Challenges →
1. Update the section of the Alice Eyton biography starting at "- Born: Alice" and ending at "Zealand screenwriter (1874–1929)" so that "Greymouth" appears in place of "Hokitika".
2. According to the Alice Eyton biography, under what married name was she sometimes credited?

Passage provided →
- Born: Alice Rose Eyton 8 June 1874 Hokitika, New Zealand
- Died: 3 November 1929 (aged 55) Pasadena, California, US
- Occupation(s): Screenwriter, novelist, playwright
- Spouse: Robert von Saxmar
- Relatives: Charles Eyton (brother) Kathlyn Williams (sister-in-law) Vera Doria (sister)

= Alice Eyton =

New Zealand screenwriter (1874–1929)

Alice Eyton (8 June 1874 – 3 November 1929), sometimes credited under her married name Alice von Saxmar, was a New Zealand–born journalist, screenwriter, playwright, and novelist active in Hollywood between 1918 and 1922.

== Biography ==

=== Origins ===

The third of five children, Eyton was born in Hokitika, South Island, New Zealand, to journalist Robert Henry Eyton (–1885) and Eleanor Maud Eyton (née Fosbery). Eyton's father died when she was young. Her brother, Charles Eyton, became a prominent actor and producer in Hollywood; her sister, Vera, become an American actress.

Data excerpts →
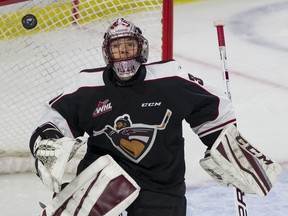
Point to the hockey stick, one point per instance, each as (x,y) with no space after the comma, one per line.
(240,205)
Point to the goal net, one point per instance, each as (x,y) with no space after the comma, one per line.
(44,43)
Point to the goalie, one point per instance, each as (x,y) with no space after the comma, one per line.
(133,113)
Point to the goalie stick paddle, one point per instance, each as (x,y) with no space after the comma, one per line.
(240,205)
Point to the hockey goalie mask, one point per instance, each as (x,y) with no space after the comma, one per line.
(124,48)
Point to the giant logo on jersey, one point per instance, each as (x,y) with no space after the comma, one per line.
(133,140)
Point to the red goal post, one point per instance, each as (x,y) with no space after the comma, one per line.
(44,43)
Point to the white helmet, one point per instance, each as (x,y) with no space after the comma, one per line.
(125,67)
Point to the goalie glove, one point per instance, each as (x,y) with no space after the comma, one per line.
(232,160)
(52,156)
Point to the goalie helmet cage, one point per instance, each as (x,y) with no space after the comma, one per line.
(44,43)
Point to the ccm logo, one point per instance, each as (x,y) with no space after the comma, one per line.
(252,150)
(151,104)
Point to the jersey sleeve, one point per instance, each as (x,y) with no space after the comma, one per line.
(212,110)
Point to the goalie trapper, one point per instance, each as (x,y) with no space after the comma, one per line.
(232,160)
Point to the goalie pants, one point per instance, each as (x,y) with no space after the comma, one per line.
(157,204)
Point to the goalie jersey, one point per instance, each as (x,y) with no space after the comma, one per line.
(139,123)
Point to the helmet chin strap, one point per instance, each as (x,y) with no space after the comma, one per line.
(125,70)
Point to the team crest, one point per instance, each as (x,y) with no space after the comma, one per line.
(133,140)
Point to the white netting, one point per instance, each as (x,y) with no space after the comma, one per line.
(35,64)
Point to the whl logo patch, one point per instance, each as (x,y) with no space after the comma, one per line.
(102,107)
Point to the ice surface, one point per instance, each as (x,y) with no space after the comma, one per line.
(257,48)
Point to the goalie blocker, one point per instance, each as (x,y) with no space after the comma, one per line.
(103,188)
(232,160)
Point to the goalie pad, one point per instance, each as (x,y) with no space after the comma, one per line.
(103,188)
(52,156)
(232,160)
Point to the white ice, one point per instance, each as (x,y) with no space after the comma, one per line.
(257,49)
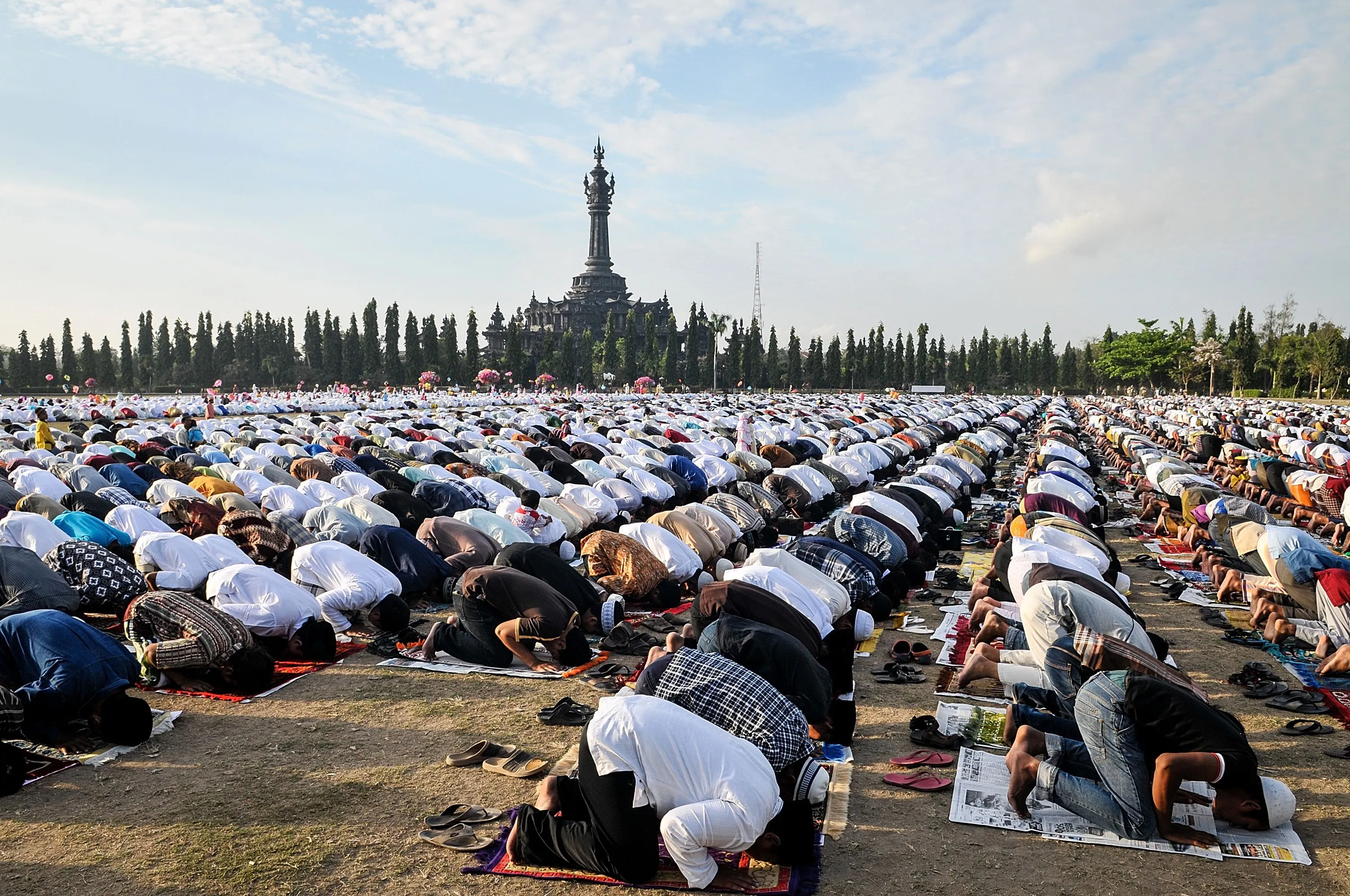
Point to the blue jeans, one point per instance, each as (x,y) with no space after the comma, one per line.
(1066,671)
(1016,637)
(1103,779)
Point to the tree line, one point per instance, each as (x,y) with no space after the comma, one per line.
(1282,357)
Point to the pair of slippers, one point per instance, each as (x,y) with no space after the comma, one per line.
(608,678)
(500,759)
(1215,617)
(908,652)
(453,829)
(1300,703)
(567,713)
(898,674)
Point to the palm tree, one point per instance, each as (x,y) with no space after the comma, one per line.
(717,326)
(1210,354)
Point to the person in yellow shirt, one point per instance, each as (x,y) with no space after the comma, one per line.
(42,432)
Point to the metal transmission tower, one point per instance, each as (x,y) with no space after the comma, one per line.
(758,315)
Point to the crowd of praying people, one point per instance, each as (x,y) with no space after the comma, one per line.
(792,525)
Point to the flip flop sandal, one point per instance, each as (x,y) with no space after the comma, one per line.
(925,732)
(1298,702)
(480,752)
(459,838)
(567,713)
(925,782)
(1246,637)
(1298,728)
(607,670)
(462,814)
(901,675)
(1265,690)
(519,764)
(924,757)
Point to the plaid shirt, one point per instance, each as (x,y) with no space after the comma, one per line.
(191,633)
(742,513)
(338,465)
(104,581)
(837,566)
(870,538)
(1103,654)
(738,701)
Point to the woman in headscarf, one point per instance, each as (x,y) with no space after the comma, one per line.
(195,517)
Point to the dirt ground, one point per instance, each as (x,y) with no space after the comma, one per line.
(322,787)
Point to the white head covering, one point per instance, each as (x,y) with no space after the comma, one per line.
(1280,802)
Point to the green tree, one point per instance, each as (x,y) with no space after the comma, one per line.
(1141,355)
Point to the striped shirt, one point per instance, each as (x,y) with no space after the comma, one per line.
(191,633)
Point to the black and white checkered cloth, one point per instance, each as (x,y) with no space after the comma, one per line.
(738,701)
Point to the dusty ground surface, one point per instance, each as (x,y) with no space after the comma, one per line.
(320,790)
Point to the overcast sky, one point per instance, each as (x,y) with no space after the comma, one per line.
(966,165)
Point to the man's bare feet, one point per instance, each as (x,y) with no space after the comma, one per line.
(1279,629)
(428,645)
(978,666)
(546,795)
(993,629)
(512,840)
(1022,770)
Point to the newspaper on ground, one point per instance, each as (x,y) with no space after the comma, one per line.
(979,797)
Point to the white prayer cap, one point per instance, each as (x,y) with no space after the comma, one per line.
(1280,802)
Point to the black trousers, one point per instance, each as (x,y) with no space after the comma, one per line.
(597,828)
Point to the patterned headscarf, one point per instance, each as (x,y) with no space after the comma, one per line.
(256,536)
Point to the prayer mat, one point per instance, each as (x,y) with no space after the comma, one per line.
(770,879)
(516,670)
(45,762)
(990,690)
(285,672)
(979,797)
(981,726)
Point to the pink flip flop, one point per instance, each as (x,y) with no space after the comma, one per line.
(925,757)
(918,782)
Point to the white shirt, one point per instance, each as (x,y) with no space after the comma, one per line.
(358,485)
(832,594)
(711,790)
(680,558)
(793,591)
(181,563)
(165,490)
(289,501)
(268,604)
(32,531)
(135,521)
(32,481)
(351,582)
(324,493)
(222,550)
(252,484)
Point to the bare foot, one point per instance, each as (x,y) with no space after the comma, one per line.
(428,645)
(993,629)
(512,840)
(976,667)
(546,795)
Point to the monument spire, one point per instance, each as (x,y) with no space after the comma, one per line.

Solutions per task →
1.
- Born: Alice Rose Eyton 8 June 1874 Greymouth, New Zealand
- Died: 3 November 1929 (aged 55) Pasadena, California, US
- Occupation(s): Screenwriter, novelist, playwright
- Spouse: Robert von Saxmar
- Relatives: Charles Eyton (brother) Kathlyn Williams (sister-in-law) Vera Doria (sister)

= Alice Eyton =

New Zealand screenwriter (1874–1929)

2. Alice von Saxmar